[Stored data]

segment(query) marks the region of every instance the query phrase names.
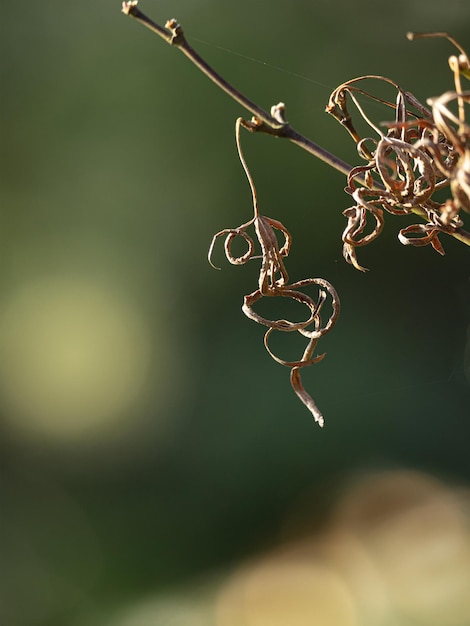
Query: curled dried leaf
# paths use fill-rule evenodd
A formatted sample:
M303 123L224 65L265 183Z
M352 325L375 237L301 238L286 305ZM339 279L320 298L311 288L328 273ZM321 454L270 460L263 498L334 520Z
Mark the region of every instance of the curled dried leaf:
M348 263L354 265L354 267L362 272L367 271L367 268L359 265L356 256L356 248L365 246L374 239L376 239L382 232L384 220L382 209L374 206L373 202L366 202L363 197L365 190L358 189L354 197L362 202L356 206L349 207L343 211L343 215L348 218L348 223L343 231L343 256ZM367 215L372 214L375 218L375 226L373 230L367 235L359 237L364 232L367 224Z
M398 233L398 239L405 246L427 246L431 244L434 250L444 255L444 248L439 241L440 229L433 224L412 224L406 228L402 228ZM410 237L410 235L419 235Z
M217 239L219 237L223 237L224 235L226 235L224 243L225 256L227 257L229 263L231 263L232 265L244 265L251 259L255 251L255 244L253 243L253 239L245 232L245 228L247 228L250 224L251 222L248 222L247 224L243 224L238 228L224 228L213 236L211 244L209 246L209 252L207 253L207 259L214 269L220 269L220 267L217 267L212 263L212 253L214 251L214 246ZM233 240L236 237L241 237L248 244L248 249L245 254L239 257L234 256L231 249Z
M319 354L315 357L312 356L310 359L302 358L298 361L286 361L285 359L282 359L281 357L278 357L276 354L274 354L274 352L269 347L269 337L271 336L271 333L274 332L274 330L276 329L271 327L266 331L264 335L264 346L269 353L269 356L281 365L284 365L285 367L306 367L308 365L313 365L314 363L319 363L326 356L326 352L324 352L323 354ZM318 341L318 339L316 339L315 341Z
M301 330L306 326L310 326L310 324L312 324L318 316L319 305L316 304L312 300L312 298L307 296L305 293L302 293L301 291L297 291L294 289L281 289L276 294L277 296L283 298L292 298L293 300L296 300L301 304L305 304L310 311L310 315L306 320L300 322L291 322L289 320L268 320L261 315L258 315L258 313L256 313L252 308L256 302L261 300L263 295L264 294L261 293L259 289L257 289L253 293L245 296L243 300L243 313L257 324L262 324L263 326L269 326L269 328L275 328L277 330L282 330L285 332L292 332L296 330Z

* **REQUIRED ACTION**
Copy out nothing but the lines from the beginning of the records through the one that contains "M352 325L375 237L301". Skip the pictures.

* **RESPONSE FOR THIS EXERCISE**
segment(query) marks the region of every instance the query phrase names.
Query: curled dried leaf
# paths use fill-rule evenodd
A formatted sample:
M303 123L224 65L265 183Z
M352 325L375 237L301 238L286 305ZM339 279L320 298L311 288L328 273ZM321 454L270 460L263 498L334 520Z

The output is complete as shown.